### [Directions for this task]
Reproduce the full buprenorphine therapy text below word for word.

According to Maia Szalavitz writing for Time.com, Seppala worried about getting addiction treatment counselors to buy in to his new suggested therapy.  But they placed their faith in Seppala. Seppala and his team worked with clients who took buprenorphine and then focused on 12-step therapy before tapering off their medication—and when they seemed in danger of relapse, they were allowed to continue. Who knows just how many lives were saved with this bold new therapeutic option?

Don’t get it wrong—12-step therapy is a vital part of anybody’s recovery, no matter what their drug of choice has been. Whether they’re been drinking, speeding, tripping, chasing the dragon, or whatever, they need the validation that only partners in 12-step can provide. They need to know that they are not the only ones with dirty secrets. They need to know that they can step out of the darkness and into the light because others before them have already done it.

But buprenorphine therapy reinforces the concept that treatment can be and may be necessary over the long term, for years. Like methadone, it offers a way to avoid the horrible withdrawal symptoms and cravings that send a person right back into the arms of relapse. Unlike methadone, it’s more difficult to abuse, because it’s a partial opioid agonist rather than a full agonist. Even when someone increases their dose of buprenorphine—with or without the doctor’s permission—they will reach a point when they won’t notice any increased sensation of being high.

Listing of dataset items

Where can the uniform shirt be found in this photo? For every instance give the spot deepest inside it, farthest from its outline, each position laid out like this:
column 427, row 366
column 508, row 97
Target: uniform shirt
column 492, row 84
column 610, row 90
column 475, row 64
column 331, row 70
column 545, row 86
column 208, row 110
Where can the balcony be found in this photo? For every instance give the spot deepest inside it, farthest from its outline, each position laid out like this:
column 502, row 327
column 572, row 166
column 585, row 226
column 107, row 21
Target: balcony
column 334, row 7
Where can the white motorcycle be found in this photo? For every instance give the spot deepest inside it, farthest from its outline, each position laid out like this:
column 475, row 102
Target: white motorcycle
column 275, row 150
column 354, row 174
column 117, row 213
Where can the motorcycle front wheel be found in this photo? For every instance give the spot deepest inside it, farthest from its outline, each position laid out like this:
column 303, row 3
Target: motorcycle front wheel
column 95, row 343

### [Output for this task]
According to Maia Szalavitz writing for Time.com, Seppala worried about getting addiction treatment counselors to buy in to his new suggested therapy.  But they placed their faith in Seppala. Seppala and his team worked with clients who took buprenorphine and then focused on 12-step therapy before tapering off their medication—and when they seemed in danger of relapse, they were allowed to continue. Who knows just how many lives were saved with this bold new therapeutic option?

Don’t get it wrong—12-step therapy is a vital part of anybody’s recovery, no matter what their drug of choice has been. Whether they’re been drinking, speeding, tripping, chasing the dragon, or whatever, they need the validation that only partners in 12-step can provide. They need to know that they are not the only ones with dirty secrets. They need to know that they can step out of the darkness and into the light because others before them have already done it.

But buprenorphine therapy reinforces the concept that treatment can be and may be necessary over the long term, for years. Like methadone, it offers a way to avoid the horrible withdrawal symptoms and cravings that send a person right back into the arms of relapse. Unlike methadone, it’s more difficult to abuse, because it’s a partial opioid agonist rather than a full agonist. Even when someone increases their dose of buprenorphine—with or without the doctor’s permission—they will reach a point when they won’t notice any increased sensation of being high.